TASK
In the records below, find the line that contains "Place a point on every instance of the potted". Retype that line and all the lines after it through the end, leaving out the pictures.

DATA EXTRACT
[START]
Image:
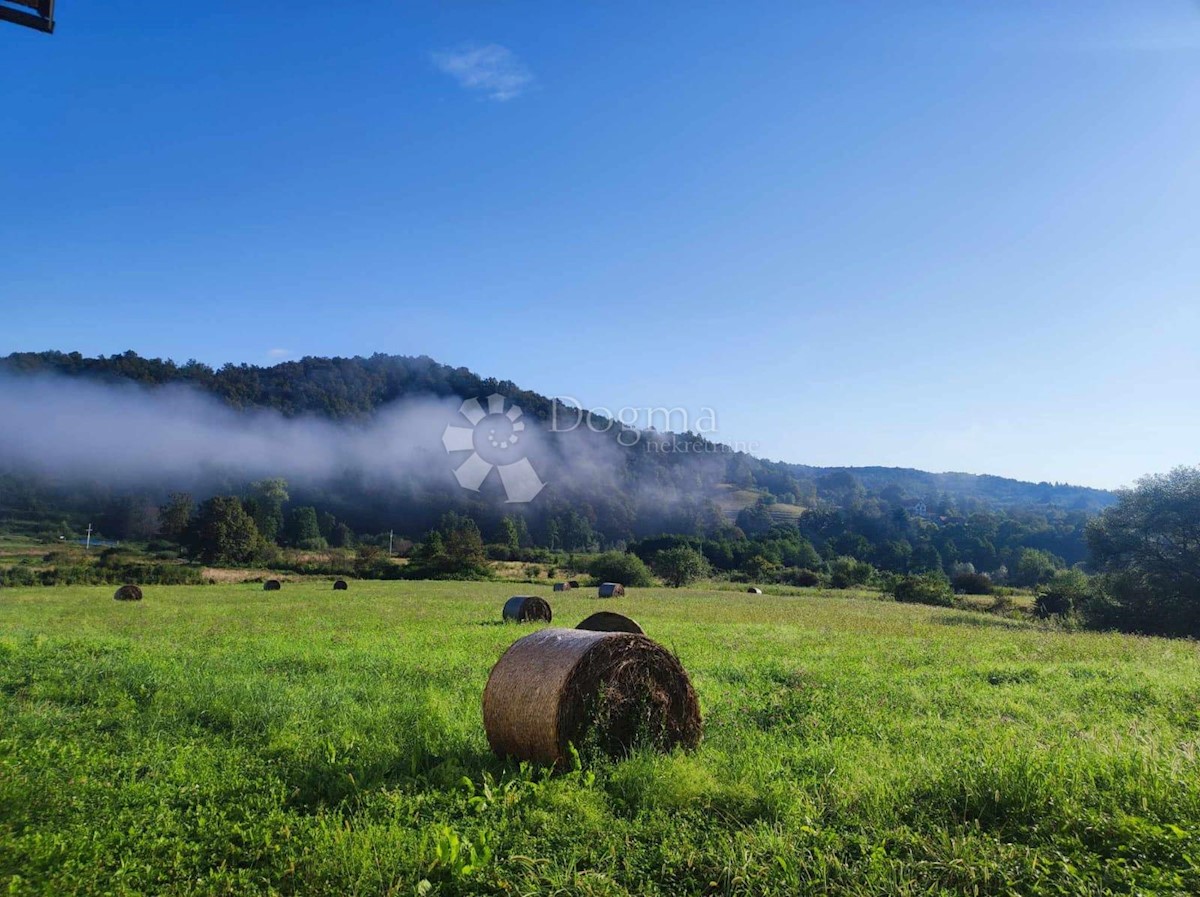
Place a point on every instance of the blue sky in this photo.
(954, 236)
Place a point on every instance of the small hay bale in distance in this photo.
(527, 608)
(609, 621)
(607, 691)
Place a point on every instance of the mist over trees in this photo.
(1146, 549)
(743, 516)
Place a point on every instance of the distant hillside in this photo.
(354, 389)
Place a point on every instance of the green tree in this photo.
(1035, 566)
(269, 497)
(924, 589)
(342, 536)
(621, 567)
(846, 572)
(175, 516)
(510, 535)
(303, 529)
(681, 566)
(325, 523)
(1147, 548)
(223, 533)
(465, 548)
(1068, 590)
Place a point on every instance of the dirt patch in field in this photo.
(220, 575)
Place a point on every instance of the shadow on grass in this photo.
(982, 621)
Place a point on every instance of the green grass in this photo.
(227, 740)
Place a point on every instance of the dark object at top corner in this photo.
(41, 19)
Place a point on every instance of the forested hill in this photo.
(355, 387)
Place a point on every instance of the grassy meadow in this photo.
(222, 740)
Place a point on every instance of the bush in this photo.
(679, 566)
(629, 570)
(972, 584)
(925, 589)
(798, 576)
(846, 572)
(1068, 590)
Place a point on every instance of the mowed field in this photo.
(226, 740)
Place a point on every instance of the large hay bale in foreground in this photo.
(609, 621)
(607, 691)
(526, 608)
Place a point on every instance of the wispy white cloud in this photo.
(491, 70)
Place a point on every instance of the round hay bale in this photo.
(526, 608)
(609, 621)
(127, 593)
(606, 691)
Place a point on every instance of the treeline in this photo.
(353, 389)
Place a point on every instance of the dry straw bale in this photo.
(610, 621)
(607, 691)
(527, 608)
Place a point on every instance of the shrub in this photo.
(679, 566)
(972, 584)
(924, 589)
(798, 576)
(1067, 591)
(629, 570)
(846, 571)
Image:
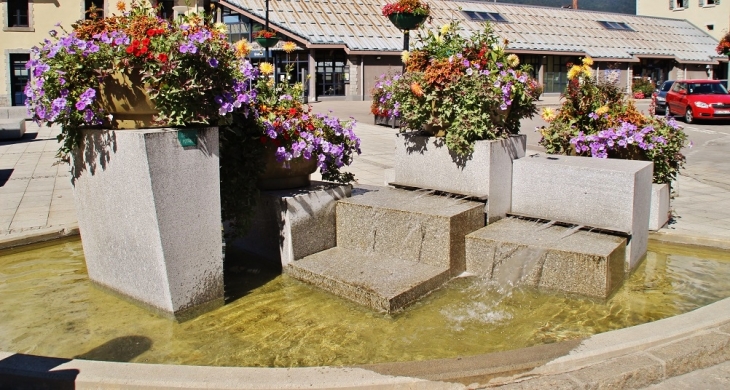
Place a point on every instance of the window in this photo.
(709, 3)
(615, 26)
(19, 77)
(98, 6)
(18, 13)
(485, 16)
(678, 4)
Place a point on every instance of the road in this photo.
(708, 159)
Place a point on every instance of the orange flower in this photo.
(416, 89)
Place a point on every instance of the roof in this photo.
(358, 27)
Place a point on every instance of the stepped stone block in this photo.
(610, 194)
(426, 162)
(547, 256)
(382, 283)
(291, 224)
(409, 225)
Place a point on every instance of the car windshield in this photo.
(707, 89)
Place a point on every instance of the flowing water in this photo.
(49, 307)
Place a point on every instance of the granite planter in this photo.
(149, 214)
(425, 162)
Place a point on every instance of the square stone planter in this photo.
(150, 217)
(659, 211)
(425, 162)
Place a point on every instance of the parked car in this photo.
(699, 99)
(660, 97)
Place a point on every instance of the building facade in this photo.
(344, 46)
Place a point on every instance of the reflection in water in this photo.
(48, 307)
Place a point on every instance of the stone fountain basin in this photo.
(627, 358)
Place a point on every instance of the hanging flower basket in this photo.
(407, 20)
(267, 42)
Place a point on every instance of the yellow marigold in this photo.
(416, 89)
(289, 46)
(405, 56)
(513, 60)
(242, 48)
(574, 72)
(266, 68)
(548, 114)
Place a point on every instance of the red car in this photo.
(699, 99)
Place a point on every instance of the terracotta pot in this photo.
(278, 177)
(124, 97)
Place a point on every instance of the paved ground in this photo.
(36, 199)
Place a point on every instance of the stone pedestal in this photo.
(291, 224)
(149, 214)
(609, 194)
(426, 162)
(659, 212)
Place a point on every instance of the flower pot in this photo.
(406, 20)
(278, 177)
(267, 42)
(125, 98)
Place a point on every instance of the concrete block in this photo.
(149, 216)
(382, 283)
(292, 224)
(409, 225)
(425, 162)
(659, 211)
(12, 128)
(610, 194)
(546, 256)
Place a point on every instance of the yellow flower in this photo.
(266, 68)
(289, 46)
(242, 48)
(404, 56)
(574, 72)
(548, 114)
(513, 60)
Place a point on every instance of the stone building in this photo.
(344, 45)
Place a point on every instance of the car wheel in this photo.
(688, 118)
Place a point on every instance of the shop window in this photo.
(98, 6)
(18, 13)
(331, 73)
(19, 77)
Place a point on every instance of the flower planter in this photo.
(125, 97)
(426, 162)
(406, 21)
(267, 42)
(384, 120)
(150, 217)
(278, 177)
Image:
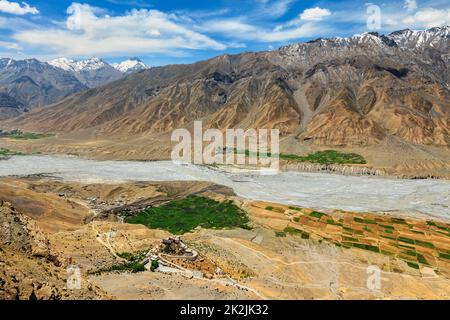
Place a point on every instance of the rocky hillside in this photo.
(26, 84)
(354, 91)
(29, 270)
(92, 72)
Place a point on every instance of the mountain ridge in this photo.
(371, 86)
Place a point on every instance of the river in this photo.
(314, 190)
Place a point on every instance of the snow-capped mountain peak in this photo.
(434, 37)
(91, 64)
(130, 65)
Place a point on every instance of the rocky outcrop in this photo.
(28, 268)
(357, 91)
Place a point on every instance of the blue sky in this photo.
(174, 31)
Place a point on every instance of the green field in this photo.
(184, 215)
(320, 157)
(6, 153)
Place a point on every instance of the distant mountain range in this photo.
(355, 91)
(25, 84)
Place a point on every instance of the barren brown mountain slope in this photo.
(272, 260)
(369, 91)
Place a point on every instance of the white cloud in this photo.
(315, 14)
(276, 8)
(9, 45)
(88, 31)
(237, 28)
(428, 18)
(410, 5)
(17, 8)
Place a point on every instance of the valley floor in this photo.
(289, 252)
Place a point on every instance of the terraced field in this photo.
(420, 243)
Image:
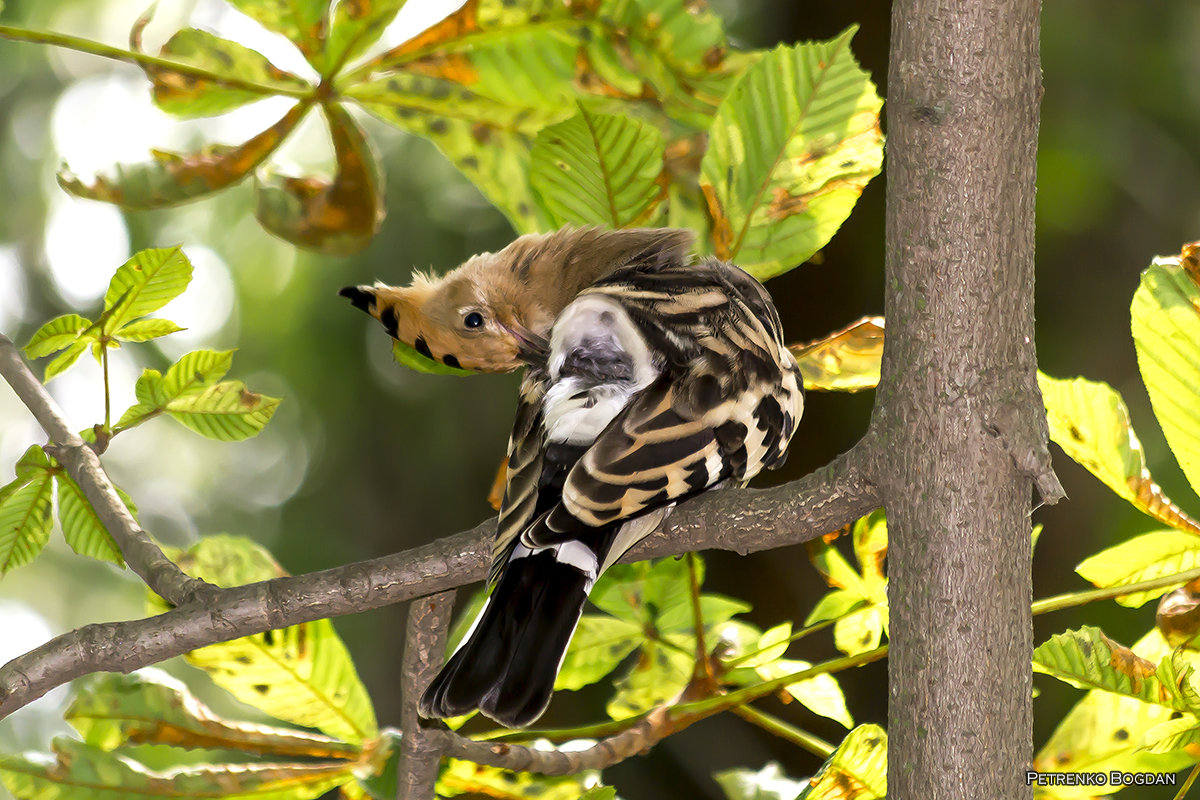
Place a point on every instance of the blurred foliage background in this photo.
(365, 457)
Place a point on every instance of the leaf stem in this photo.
(145, 60)
(786, 731)
(1074, 599)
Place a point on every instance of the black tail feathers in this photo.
(508, 666)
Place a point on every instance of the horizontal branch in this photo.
(141, 552)
(742, 521)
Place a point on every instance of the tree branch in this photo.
(420, 750)
(141, 552)
(742, 521)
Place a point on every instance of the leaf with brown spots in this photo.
(846, 360)
(790, 150)
(307, 673)
(339, 216)
(172, 178)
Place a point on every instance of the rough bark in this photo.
(958, 401)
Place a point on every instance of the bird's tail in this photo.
(510, 657)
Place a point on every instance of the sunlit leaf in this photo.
(1089, 659)
(301, 674)
(145, 283)
(846, 360)
(599, 169)
(82, 528)
(1108, 732)
(172, 178)
(768, 783)
(185, 95)
(153, 708)
(143, 330)
(25, 511)
(357, 25)
(475, 780)
(227, 411)
(85, 773)
(1143, 558)
(301, 20)
(598, 645)
(57, 335)
(858, 769)
(339, 216)
(1165, 320)
(1091, 423)
(792, 146)
(407, 355)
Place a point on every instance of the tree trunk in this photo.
(958, 404)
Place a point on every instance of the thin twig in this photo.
(420, 750)
(141, 552)
(742, 521)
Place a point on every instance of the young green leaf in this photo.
(599, 169)
(81, 771)
(82, 528)
(790, 150)
(1165, 325)
(190, 96)
(301, 674)
(57, 335)
(1143, 558)
(768, 783)
(339, 216)
(25, 511)
(143, 330)
(861, 762)
(1090, 421)
(145, 283)
(150, 707)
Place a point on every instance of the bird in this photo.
(660, 379)
(495, 311)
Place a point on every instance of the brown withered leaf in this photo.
(171, 178)
(1179, 614)
(846, 360)
(339, 216)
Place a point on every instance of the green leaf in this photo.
(357, 25)
(57, 335)
(66, 359)
(190, 96)
(768, 783)
(599, 169)
(861, 762)
(1108, 732)
(1143, 558)
(790, 150)
(25, 516)
(407, 355)
(173, 178)
(337, 216)
(598, 645)
(301, 674)
(820, 693)
(1090, 421)
(227, 411)
(145, 283)
(1165, 325)
(1089, 659)
(85, 773)
(143, 330)
(301, 20)
(82, 528)
(150, 707)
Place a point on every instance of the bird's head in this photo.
(493, 313)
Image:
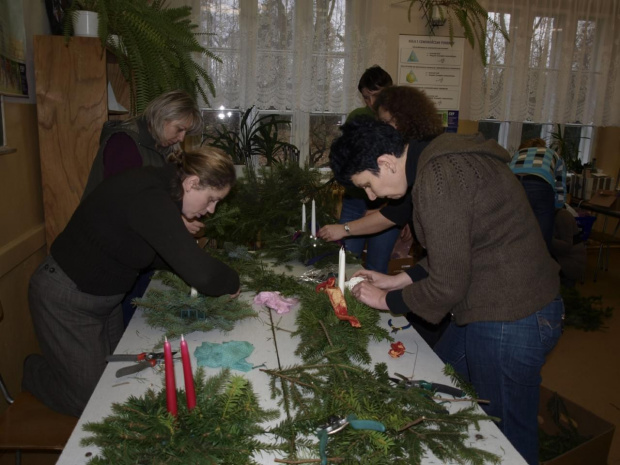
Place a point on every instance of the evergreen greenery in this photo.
(222, 429)
(584, 312)
(334, 377)
(334, 380)
(176, 312)
(263, 212)
(155, 47)
(567, 436)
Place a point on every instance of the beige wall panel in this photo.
(20, 176)
(71, 108)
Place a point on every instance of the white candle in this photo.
(341, 269)
(313, 220)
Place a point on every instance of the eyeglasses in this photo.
(389, 121)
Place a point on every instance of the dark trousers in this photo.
(541, 196)
(76, 331)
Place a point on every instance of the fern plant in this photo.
(155, 47)
(472, 17)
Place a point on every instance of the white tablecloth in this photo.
(419, 362)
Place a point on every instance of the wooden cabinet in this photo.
(72, 105)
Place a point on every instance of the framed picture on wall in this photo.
(12, 49)
(2, 132)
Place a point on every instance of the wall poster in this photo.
(12, 49)
(436, 67)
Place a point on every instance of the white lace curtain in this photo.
(560, 66)
(289, 55)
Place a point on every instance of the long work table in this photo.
(274, 346)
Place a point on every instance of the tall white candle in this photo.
(313, 220)
(341, 269)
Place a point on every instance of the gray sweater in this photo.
(487, 260)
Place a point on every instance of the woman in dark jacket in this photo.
(129, 223)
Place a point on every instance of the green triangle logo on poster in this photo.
(413, 57)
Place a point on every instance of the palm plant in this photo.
(256, 136)
(566, 149)
(154, 49)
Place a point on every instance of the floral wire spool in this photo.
(193, 314)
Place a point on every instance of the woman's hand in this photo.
(193, 226)
(380, 280)
(370, 295)
(331, 232)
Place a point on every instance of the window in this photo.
(324, 128)
(558, 66)
(490, 129)
(299, 58)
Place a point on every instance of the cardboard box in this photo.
(607, 199)
(584, 187)
(595, 450)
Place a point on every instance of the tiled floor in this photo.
(585, 366)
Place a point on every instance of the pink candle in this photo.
(171, 389)
(190, 394)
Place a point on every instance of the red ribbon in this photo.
(397, 350)
(337, 300)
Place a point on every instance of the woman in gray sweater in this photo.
(487, 263)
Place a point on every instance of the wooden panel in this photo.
(71, 89)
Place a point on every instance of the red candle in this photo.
(190, 393)
(171, 389)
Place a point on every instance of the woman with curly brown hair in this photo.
(417, 120)
(408, 110)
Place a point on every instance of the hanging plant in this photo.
(472, 17)
(154, 45)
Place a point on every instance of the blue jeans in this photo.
(503, 360)
(379, 246)
(541, 196)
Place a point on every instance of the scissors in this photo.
(432, 387)
(337, 423)
(143, 360)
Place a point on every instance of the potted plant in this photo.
(257, 136)
(155, 47)
(83, 17)
(567, 150)
(472, 17)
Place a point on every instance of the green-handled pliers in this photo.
(336, 424)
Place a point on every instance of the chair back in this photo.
(29, 426)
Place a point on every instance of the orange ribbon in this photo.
(397, 350)
(337, 300)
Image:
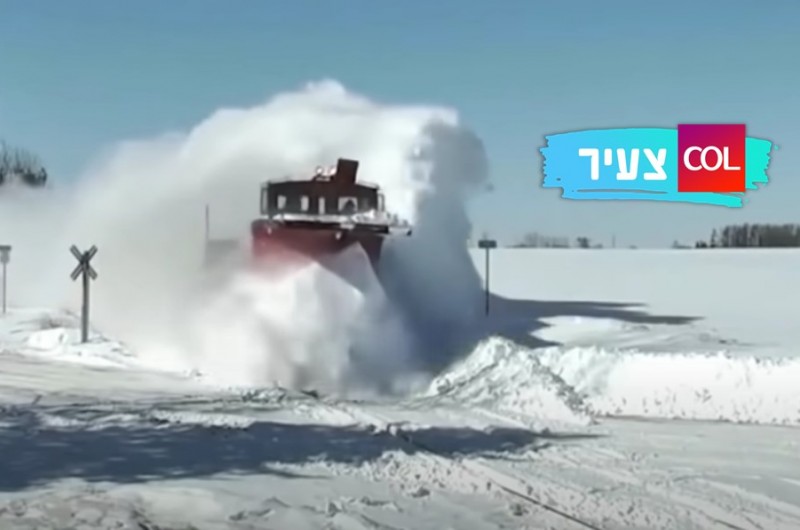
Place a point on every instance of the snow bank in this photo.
(567, 384)
(499, 374)
(687, 386)
(64, 344)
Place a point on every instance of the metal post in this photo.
(486, 281)
(208, 224)
(85, 309)
(487, 245)
(88, 273)
(5, 285)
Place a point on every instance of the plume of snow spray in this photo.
(143, 206)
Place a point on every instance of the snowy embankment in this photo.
(654, 333)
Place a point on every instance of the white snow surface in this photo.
(572, 411)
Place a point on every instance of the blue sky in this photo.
(76, 76)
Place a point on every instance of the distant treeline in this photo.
(754, 235)
(20, 165)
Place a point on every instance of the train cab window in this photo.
(347, 205)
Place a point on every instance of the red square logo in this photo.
(711, 158)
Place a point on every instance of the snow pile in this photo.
(501, 375)
(143, 205)
(64, 344)
(687, 386)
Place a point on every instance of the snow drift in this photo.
(142, 203)
(573, 383)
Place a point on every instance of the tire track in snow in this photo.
(500, 480)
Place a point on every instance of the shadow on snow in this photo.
(35, 452)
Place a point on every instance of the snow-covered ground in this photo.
(592, 401)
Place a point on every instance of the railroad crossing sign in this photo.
[END]
IN RESPONSE
Place a point on every instance of the potted plant in this photo.
(257, 136)
(155, 47)
(83, 17)
(567, 150)
(472, 17)
Place a point on every instance of the green-handled pliers in this photo.
(336, 424)
Place a point on every instance of the chair back in this photo.
(29, 426)
Place a point on every instance of the orange ribbon in this photo.
(397, 350)
(337, 300)
Image:
Place a point on every instance of the snow bank in this photo.
(567, 384)
(499, 374)
(687, 386)
(64, 344)
Place a point on every instance of the metal post in this photo.
(486, 281)
(208, 224)
(85, 309)
(487, 245)
(88, 273)
(5, 285)
Place a point on every instance of the plume of snow spray in this photo.
(143, 206)
Place a point on every instance of the snowy embankment in this photo.
(654, 333)
Place a point on every instance of the white snow surface in this photo.
(572, 411)
Place a point on every instance of the blue sky in this photo.
(76, 76)
Place a point on every instance of the distant treeline in this photo.
(754, 235)
(20, 165)
Place a point on every instance of the train cab window in this photo.
(347, 205)
Place a point on every instance of the red square logo in this photo.
(711, 158)
Place a point on every instance of the snow pile in this photo.
(501, 375)
(143, 205)
(64, 344)
(687, 386)
Place a point on every instance of the snow drift in this photo.
(142, 203)
(573, 383)
Place a point on every instance of the tire track in snow in this photo.
(500, 480)
Place a point on every instance of the shadow on snow in this photo.
(35, 452)
Place a point on every instance of the snow-covered ground in this photo.
(592, 401)
Place a point on every instance of the railroad crossing sign in this photo.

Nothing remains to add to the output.